* **SZCZEGÓŁY ZADANIA**:
Które wiersze poniższego wykazu zawierają słowo „woman”? Znajdź je i przepisz każdy w całości.

(Zebrane dane)
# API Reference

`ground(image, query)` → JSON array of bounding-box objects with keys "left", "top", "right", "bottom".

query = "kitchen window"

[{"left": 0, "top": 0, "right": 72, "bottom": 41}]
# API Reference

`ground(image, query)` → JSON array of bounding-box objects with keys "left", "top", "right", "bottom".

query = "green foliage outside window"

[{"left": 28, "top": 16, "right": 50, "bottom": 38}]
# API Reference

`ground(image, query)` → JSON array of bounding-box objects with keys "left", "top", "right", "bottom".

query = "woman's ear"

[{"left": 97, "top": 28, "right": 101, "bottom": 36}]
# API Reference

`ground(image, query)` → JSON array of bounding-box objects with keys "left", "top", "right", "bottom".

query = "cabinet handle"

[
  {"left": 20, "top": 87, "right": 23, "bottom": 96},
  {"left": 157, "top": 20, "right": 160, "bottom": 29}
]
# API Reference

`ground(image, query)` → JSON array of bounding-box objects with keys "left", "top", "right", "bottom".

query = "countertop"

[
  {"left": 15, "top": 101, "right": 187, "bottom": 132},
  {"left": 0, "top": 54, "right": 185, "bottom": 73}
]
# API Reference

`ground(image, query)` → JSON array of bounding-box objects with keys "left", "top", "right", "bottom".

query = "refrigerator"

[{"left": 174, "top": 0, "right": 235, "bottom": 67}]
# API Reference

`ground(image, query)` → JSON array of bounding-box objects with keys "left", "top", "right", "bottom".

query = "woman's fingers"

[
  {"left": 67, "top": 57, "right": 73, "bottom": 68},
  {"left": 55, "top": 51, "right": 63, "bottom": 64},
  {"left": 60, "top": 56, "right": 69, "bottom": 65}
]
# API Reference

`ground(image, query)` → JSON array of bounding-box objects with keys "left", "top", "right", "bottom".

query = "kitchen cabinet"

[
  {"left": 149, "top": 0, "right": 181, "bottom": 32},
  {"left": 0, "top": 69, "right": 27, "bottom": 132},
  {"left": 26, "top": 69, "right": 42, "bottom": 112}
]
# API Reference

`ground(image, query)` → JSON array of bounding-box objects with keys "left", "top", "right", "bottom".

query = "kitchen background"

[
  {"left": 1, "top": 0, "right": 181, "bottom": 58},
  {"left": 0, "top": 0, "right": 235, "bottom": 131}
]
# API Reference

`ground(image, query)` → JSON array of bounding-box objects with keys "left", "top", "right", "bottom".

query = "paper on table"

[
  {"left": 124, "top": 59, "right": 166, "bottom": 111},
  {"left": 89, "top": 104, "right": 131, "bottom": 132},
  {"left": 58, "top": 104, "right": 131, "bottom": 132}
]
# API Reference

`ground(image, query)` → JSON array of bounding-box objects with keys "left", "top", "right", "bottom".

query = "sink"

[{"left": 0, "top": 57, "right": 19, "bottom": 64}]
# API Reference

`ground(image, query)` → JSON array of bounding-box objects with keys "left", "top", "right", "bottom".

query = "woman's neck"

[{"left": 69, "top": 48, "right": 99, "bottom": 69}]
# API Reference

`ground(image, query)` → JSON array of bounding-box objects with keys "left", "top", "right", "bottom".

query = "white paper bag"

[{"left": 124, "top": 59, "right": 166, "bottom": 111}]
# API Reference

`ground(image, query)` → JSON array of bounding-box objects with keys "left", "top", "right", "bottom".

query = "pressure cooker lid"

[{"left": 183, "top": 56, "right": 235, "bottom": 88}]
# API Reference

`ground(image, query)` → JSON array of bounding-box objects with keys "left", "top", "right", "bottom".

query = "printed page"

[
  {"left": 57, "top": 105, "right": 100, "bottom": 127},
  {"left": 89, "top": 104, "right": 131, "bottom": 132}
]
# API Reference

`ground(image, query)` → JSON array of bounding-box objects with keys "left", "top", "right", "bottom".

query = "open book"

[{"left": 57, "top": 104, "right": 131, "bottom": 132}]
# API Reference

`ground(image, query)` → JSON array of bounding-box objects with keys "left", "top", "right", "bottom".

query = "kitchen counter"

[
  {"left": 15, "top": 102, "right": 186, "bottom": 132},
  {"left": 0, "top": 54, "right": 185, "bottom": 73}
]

* **WYNIK ZADANIA**:
query = "woman's ear"
query = "woman's fingers"
query = "woman's neck"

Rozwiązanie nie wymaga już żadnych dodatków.